* [Selection]
►

The Last of the Mohicans is a 1971 BBC serial, based on the novel of the same name by James Fenimore Cooper, directed by David Maloney.

It was shown during the Sunday tea time slot on BBC One, which for several years showed fairly faithful adaptations of classic novels aimed at a family audience. In 1972 it was shown in America as part of the Masterpiece Theatre series.

The series consisted of eight 45-minute episodes.

It is considered by some people to be the most faithful and the best of the various film and TV adaptations of The Last of the Mohicans, as well as one of the best of the BBC's Sunday adaptations. Compared with some other adaptations of the novel it was made on a relatively low budget (much of it was shot in the studio, although there were scenes shot on location in Scotland) and it included some dated elements (the American Indians were all played by white actors in make up). However it was praised for the quality of the acting, particularly the performance as Magua by Philip Madoc, an experienced Welsh TV actor who often played villains, and Richard Warwick as Uncas.

Near the start, Chingachook introduces his son Uncas, saying "Uncas is the last of the Mohicans". After Uncas is killed, the very last line in the series is where Chingachook says in a sad voice "I am the last of the Mohicans".

The series was responsible for popularising the term "Mohican hairstyle" for what is known as a Mohawk hairstyle in the US, although it was actually worn by the Hurons not the Mohicans in the series.

This production was released on DVD, distributed by Acorn Media UK.

In 1973 the BBC made a sequel Hawkeye, the Pathfinder, also with Abineri as Chingachook but with Paul Massie as Hawkeye.

◄

Coordinate annotation entries

►

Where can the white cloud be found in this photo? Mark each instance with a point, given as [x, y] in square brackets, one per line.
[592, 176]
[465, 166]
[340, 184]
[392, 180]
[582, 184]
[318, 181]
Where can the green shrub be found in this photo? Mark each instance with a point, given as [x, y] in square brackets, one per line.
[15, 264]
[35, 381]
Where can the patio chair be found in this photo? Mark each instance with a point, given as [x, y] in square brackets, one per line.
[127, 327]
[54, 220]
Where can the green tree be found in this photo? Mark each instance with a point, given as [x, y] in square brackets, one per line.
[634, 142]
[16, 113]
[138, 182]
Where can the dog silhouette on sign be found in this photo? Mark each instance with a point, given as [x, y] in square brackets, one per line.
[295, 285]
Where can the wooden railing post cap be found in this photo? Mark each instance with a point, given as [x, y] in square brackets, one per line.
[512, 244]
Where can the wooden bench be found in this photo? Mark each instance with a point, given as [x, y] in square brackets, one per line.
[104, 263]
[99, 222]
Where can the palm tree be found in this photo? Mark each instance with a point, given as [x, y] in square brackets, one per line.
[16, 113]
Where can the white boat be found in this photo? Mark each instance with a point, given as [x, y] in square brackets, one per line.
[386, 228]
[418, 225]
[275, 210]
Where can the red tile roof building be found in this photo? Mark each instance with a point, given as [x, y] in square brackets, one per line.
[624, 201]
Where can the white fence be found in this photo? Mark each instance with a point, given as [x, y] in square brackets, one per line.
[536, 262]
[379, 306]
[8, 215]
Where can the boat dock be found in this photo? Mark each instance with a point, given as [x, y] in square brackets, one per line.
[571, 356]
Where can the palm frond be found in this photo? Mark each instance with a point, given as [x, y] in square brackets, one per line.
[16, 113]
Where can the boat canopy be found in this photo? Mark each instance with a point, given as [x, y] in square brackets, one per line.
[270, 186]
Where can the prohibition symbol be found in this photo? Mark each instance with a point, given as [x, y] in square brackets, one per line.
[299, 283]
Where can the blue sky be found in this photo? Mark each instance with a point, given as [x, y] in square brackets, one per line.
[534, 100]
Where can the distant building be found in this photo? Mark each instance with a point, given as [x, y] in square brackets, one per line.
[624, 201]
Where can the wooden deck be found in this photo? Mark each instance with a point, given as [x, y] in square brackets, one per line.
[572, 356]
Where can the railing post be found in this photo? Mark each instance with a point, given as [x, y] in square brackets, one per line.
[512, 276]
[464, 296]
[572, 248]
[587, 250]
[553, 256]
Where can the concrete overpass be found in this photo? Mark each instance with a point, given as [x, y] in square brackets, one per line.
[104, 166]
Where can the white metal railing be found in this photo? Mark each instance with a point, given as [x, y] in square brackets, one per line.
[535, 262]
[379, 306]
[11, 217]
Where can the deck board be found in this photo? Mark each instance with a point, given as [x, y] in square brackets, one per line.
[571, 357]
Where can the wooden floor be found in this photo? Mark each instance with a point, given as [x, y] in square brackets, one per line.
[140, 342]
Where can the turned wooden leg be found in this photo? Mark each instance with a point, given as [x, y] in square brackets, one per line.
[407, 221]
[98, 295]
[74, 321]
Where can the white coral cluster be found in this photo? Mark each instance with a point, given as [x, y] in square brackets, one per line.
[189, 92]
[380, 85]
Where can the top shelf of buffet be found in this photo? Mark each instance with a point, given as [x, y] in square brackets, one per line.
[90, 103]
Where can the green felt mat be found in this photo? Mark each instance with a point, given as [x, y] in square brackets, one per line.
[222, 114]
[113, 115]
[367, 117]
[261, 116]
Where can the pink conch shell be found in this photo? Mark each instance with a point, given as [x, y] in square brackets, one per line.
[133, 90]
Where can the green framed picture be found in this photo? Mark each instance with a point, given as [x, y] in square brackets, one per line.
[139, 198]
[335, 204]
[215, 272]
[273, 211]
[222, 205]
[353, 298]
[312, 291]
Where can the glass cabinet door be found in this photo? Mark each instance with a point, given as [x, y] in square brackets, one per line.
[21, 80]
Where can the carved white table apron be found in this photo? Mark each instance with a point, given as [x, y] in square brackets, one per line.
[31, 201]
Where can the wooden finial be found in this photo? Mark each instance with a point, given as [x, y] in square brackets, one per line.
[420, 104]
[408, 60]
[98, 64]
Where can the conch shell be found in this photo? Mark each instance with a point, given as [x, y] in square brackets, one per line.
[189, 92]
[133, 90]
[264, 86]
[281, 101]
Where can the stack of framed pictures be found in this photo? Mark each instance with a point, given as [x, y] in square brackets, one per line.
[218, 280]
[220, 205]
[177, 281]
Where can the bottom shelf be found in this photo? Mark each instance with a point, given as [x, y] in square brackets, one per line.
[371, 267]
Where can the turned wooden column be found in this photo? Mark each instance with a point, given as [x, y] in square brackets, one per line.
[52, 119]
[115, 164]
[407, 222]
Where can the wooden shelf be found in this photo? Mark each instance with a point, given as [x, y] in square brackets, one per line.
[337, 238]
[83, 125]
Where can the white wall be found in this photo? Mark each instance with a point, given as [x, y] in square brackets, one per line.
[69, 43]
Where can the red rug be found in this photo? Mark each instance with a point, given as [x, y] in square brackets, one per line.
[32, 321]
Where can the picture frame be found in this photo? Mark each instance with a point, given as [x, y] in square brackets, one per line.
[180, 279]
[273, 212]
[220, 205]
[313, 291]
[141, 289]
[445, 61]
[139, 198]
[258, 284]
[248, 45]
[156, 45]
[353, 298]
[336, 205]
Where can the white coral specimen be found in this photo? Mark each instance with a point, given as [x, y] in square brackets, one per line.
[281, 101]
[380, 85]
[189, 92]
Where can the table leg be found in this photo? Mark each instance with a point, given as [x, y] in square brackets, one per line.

◄

* [Directions] Set down the part of the passage on the 1971 BBC serial starting with "Near the start, Chingachook" and going on through "in the series.", word for word. None of the entries has any bearing on this.

* [Written response]
Near the start, Chingachook introduces his son Uncas, saying "Uncas is the last of the Mohicans". After Uncas is killed, the very last line in the series is where Chingachook says in a sad voice "I am the last of the Mohicans".

The series was responsible for popularising the term "Mohican hairstyle" for what is known as a Mohawk hairstyle in the US, although it was actually worn by the Hurons not the Mohicans in the series.